Using this custom filter, you can now copy only files that contain a particular text:

  sourceFolder.CopyFilesTo( destFolder, true, true, new SearchFilter( "allo" ) );

Conditionally recursing

One missing feature we had with the filtering will be addressed with today's release. There were no way to control which subfolders to recurse into or not when calling methods accepting filters (CopyFilesTo, MoveFilesTo, GetFiles, GetFolders). The FilterScope.Folder value wasn't preventing recursing into subfolders. It was only meant to include or exclude folder entries from being copied. But passing "true" or "false" as the "recurse" parameter was an all or nothing deal.

Today, we introduce a new scope: FilterScope.Recurse. It does not interfere with the File or Folder socpe, and only determines if we should continue matching files into each subfolder. Its number one use is for excluding subfolders:

  sourceFolder.CopyFilesTo( destFolder, true, true, 
    "*.txt", new NotFilter( new NameFilter( "Bar", FilterScope.Recurse ) ) );

The way you combine "Recurse" filters and other filters is irrelevant. When deciding to copy files or folders, the library ignores any filters with the Recurse scope. When deciding to call itself recursively, the library ignores any filters with the File or Folder scope.

We plan on providing new types of filters. Suggestions welcomed!

* [RECORDED INFORMATION]:
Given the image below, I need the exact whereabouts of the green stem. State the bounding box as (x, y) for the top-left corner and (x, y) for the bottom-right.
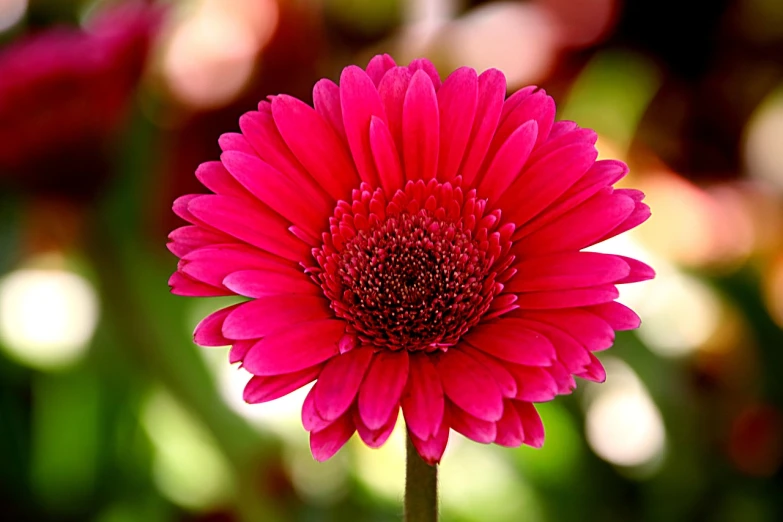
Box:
(405, 437), (438, 522)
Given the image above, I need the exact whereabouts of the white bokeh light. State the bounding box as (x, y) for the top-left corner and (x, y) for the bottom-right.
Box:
(585, 357), (666, 467)
(0, 269), (98, 370)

* [PROBLEMS AND TASKS]:
(a) Answer these questions using the text on conditional recursion above:
(i) Which four methods are named as accepting filters?
(ii) What new scope does the release introduce?
(iii) When the library decides whether to call itself recursively, which filters does it ignore?
(b) Using the text on conditional recursion above, decide whether each statement agrees with it. Answer yes or no, and quote the words that decide it.
(i) The FilterScope.Folder value prevented recursing into subfolders.
(ii) The way "Recurse" filters are combined with other filters matters.
(iii) The main use of the new scope is excluding subfolders.

* [ANSWERS PER TASK]:
(a)
(i) CopyFilesTo, MoveFilesTo, GetFiles and GetFolders.
(ii) FilterScope.Recurse.
(iii) It ignores any filters with the File or Folder scope.

(b)
(i) No: "The FilterScope.Folder value wasn't preventing recursing into subfolders."
(ii) No: "The way you combine "Recurse" filters and other filters is irrelevant."
(iii) Yes: "Its number one use is for excluding subfolders"